→ **DATA SECTION**:

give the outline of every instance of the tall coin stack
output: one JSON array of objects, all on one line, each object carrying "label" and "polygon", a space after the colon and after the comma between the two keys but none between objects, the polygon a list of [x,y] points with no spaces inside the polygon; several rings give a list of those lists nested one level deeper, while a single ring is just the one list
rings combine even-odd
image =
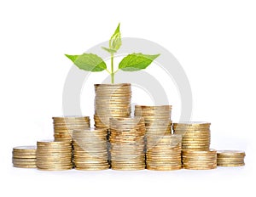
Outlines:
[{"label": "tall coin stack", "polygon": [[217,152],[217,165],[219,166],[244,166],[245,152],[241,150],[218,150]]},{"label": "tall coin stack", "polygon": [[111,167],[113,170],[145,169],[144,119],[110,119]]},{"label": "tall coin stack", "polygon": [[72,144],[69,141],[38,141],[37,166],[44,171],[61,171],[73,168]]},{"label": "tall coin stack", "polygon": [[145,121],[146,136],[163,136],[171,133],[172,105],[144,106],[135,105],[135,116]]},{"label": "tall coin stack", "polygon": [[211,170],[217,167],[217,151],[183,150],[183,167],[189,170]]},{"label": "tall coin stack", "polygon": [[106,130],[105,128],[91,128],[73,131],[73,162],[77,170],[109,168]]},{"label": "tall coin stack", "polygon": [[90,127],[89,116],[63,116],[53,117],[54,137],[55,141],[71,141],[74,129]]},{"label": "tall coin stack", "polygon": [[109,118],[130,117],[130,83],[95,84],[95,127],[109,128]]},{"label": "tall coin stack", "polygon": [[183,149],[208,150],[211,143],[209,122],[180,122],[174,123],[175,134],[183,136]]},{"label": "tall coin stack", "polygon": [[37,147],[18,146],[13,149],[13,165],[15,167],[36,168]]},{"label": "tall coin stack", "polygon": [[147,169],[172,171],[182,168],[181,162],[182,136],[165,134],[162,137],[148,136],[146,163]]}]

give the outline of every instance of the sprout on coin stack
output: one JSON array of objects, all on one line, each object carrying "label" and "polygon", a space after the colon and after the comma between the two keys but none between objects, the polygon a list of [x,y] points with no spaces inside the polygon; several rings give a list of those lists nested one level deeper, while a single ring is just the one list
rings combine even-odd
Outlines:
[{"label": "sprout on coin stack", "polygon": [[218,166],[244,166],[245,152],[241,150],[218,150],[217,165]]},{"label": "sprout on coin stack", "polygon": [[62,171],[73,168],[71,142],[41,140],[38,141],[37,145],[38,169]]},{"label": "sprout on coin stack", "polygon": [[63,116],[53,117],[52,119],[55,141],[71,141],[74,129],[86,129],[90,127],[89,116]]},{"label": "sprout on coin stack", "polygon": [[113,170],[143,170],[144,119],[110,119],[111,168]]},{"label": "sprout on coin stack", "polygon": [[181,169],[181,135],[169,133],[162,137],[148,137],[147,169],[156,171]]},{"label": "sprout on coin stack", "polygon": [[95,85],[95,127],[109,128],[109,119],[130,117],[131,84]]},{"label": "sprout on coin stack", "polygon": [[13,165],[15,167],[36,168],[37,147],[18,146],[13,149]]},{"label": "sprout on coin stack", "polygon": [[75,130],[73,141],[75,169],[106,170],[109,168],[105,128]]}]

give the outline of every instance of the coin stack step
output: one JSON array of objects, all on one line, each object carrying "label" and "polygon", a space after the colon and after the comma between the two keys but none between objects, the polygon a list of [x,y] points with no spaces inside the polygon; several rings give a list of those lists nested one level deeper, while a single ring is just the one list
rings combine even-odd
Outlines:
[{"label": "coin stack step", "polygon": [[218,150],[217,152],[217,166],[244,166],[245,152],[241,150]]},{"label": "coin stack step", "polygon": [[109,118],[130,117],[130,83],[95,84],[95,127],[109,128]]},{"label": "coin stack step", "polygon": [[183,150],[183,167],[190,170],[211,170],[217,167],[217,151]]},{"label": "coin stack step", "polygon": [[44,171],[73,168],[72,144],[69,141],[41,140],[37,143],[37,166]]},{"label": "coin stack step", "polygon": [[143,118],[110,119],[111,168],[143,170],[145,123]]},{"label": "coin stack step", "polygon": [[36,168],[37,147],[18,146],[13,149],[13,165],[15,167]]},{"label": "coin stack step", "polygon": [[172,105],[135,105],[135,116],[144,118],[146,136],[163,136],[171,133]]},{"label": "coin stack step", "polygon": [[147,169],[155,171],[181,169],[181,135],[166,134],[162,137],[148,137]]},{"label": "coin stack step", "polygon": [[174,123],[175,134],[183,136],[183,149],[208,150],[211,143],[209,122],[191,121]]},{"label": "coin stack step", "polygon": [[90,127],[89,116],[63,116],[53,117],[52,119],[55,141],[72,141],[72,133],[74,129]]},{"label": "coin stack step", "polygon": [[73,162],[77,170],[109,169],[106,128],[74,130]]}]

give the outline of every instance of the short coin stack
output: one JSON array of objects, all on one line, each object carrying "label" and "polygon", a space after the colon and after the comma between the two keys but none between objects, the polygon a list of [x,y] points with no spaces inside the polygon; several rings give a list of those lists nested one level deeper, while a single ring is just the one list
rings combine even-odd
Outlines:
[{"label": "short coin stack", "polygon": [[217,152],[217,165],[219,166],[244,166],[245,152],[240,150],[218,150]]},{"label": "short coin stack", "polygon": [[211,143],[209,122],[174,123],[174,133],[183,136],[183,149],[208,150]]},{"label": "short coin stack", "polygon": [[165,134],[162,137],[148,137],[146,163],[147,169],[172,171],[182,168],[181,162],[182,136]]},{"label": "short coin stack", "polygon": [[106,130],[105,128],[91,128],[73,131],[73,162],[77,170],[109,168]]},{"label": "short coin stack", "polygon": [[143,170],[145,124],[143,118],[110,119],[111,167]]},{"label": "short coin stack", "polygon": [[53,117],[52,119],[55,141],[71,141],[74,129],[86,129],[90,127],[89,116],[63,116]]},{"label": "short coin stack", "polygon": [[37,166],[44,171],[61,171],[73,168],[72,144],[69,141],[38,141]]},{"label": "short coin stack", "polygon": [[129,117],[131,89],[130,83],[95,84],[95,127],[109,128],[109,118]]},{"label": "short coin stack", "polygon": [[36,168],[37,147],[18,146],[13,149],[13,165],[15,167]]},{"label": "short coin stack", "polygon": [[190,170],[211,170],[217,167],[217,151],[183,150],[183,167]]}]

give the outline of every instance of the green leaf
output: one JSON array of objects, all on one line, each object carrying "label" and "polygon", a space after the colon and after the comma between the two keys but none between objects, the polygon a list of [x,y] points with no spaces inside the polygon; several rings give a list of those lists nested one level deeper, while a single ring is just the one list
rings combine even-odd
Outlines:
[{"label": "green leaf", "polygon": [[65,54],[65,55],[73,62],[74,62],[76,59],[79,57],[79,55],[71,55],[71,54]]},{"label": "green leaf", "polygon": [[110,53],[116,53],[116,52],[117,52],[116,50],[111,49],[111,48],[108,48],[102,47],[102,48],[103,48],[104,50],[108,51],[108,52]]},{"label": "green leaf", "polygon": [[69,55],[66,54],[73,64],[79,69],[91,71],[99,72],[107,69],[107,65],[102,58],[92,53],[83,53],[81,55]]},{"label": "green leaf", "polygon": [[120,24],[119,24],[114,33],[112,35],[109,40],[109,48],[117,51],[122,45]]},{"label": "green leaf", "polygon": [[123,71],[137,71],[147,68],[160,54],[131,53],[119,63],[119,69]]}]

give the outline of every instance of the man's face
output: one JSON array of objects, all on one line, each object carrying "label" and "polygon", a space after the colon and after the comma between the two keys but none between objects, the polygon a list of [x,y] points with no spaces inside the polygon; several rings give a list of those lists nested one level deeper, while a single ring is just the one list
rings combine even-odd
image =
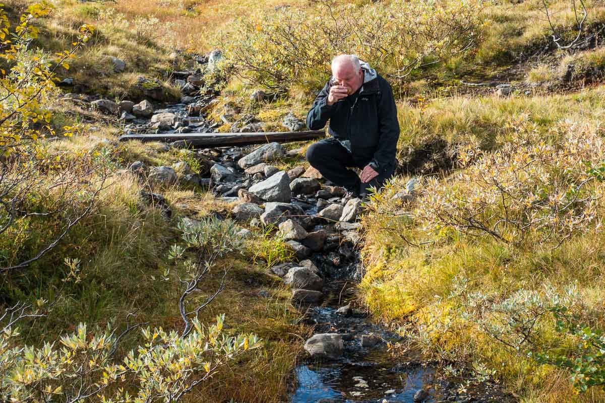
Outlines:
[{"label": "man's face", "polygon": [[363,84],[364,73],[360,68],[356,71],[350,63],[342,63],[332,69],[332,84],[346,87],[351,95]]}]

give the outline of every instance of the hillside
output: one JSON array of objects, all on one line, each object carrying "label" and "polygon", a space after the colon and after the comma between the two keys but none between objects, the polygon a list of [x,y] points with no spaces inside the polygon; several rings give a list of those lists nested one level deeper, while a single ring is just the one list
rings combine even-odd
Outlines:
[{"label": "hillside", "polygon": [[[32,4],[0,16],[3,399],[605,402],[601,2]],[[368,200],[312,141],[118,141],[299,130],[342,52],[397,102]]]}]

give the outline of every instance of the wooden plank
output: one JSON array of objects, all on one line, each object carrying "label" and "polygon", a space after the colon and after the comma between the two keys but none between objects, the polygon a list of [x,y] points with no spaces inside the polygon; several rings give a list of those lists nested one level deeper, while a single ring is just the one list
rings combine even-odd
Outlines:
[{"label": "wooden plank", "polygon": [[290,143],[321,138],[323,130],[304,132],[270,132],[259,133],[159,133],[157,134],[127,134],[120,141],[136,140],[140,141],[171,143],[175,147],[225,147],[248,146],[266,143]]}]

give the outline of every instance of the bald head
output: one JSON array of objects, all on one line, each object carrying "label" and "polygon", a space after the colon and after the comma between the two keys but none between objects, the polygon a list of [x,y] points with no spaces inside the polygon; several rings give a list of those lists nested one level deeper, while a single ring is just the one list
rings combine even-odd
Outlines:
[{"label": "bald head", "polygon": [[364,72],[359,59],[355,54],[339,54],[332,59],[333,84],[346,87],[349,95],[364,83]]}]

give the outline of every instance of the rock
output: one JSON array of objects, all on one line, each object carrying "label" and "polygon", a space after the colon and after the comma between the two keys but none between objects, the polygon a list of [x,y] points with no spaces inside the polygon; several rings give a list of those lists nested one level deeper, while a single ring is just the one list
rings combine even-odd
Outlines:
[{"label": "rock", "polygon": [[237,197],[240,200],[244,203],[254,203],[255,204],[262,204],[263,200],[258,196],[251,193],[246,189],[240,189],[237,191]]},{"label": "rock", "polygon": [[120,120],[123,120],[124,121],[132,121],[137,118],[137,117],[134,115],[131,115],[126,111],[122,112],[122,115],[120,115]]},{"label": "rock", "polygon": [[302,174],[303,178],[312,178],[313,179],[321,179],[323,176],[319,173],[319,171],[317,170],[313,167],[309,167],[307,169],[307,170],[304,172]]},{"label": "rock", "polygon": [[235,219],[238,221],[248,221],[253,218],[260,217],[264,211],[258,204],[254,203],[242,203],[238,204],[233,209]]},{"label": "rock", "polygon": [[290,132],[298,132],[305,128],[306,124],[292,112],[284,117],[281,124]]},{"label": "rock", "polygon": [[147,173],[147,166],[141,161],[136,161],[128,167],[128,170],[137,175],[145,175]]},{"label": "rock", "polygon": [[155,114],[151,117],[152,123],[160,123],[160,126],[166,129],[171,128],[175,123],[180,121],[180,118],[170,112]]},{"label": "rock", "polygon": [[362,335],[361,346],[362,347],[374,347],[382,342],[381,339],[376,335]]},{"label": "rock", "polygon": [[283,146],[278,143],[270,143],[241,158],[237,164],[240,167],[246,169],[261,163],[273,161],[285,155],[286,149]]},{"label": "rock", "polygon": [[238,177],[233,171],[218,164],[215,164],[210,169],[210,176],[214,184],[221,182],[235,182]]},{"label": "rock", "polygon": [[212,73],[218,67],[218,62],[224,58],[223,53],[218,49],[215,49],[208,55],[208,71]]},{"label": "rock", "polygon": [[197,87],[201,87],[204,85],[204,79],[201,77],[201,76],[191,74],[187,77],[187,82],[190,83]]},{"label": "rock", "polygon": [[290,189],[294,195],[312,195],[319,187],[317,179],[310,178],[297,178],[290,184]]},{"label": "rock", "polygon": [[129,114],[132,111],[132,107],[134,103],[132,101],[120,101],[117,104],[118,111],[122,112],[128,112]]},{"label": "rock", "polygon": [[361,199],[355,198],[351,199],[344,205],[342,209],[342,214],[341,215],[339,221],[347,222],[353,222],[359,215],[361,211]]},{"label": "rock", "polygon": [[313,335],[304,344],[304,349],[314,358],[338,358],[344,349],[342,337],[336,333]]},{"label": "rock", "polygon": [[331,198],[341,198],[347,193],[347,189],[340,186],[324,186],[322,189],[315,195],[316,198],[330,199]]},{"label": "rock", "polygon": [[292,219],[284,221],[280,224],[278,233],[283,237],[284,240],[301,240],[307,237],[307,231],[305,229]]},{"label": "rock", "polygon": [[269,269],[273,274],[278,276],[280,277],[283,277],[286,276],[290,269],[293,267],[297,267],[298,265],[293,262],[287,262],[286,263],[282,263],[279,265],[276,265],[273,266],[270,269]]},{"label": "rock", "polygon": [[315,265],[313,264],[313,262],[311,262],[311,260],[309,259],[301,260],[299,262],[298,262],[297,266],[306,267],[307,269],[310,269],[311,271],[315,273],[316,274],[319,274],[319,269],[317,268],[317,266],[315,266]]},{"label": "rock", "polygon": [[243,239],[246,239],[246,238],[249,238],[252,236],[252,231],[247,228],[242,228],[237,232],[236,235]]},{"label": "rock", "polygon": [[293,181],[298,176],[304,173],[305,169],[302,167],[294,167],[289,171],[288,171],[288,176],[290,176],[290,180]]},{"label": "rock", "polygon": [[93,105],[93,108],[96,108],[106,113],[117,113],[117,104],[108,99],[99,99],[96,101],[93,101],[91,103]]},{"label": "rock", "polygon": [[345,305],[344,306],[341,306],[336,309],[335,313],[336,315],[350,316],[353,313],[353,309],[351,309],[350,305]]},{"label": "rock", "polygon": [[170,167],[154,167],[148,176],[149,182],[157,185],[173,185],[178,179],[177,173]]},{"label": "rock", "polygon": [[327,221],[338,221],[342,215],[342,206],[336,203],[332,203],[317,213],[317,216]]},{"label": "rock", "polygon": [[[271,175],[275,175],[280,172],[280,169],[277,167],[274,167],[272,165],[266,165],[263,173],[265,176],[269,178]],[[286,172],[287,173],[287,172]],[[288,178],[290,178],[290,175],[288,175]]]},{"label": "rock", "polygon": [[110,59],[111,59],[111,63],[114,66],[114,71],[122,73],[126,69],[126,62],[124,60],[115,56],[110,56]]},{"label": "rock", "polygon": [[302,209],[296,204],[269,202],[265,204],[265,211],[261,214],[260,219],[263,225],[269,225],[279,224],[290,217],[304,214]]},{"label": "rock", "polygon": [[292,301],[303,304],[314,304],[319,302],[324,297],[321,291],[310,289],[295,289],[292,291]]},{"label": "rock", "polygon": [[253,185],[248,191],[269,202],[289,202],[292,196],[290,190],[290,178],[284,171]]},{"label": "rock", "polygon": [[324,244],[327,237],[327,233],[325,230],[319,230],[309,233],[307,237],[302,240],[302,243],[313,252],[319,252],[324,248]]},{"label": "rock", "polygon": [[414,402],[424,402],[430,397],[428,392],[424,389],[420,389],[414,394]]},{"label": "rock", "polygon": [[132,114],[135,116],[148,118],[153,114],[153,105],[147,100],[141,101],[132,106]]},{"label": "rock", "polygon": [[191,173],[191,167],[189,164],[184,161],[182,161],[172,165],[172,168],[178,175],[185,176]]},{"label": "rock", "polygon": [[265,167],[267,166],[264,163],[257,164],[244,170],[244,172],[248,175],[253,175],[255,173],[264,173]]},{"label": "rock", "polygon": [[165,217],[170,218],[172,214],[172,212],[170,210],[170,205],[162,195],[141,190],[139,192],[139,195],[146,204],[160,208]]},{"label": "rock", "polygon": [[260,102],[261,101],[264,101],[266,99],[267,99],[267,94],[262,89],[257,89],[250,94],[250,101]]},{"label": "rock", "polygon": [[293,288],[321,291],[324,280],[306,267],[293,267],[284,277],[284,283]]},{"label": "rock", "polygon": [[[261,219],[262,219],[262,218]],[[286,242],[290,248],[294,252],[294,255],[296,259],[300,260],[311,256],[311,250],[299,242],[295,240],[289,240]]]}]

→ **WORK INSTRUCTIONS**:
How many lines in the data contain the string "instance", counting case? Give only the number.

→ **COMPLETED EXERCISE**:
10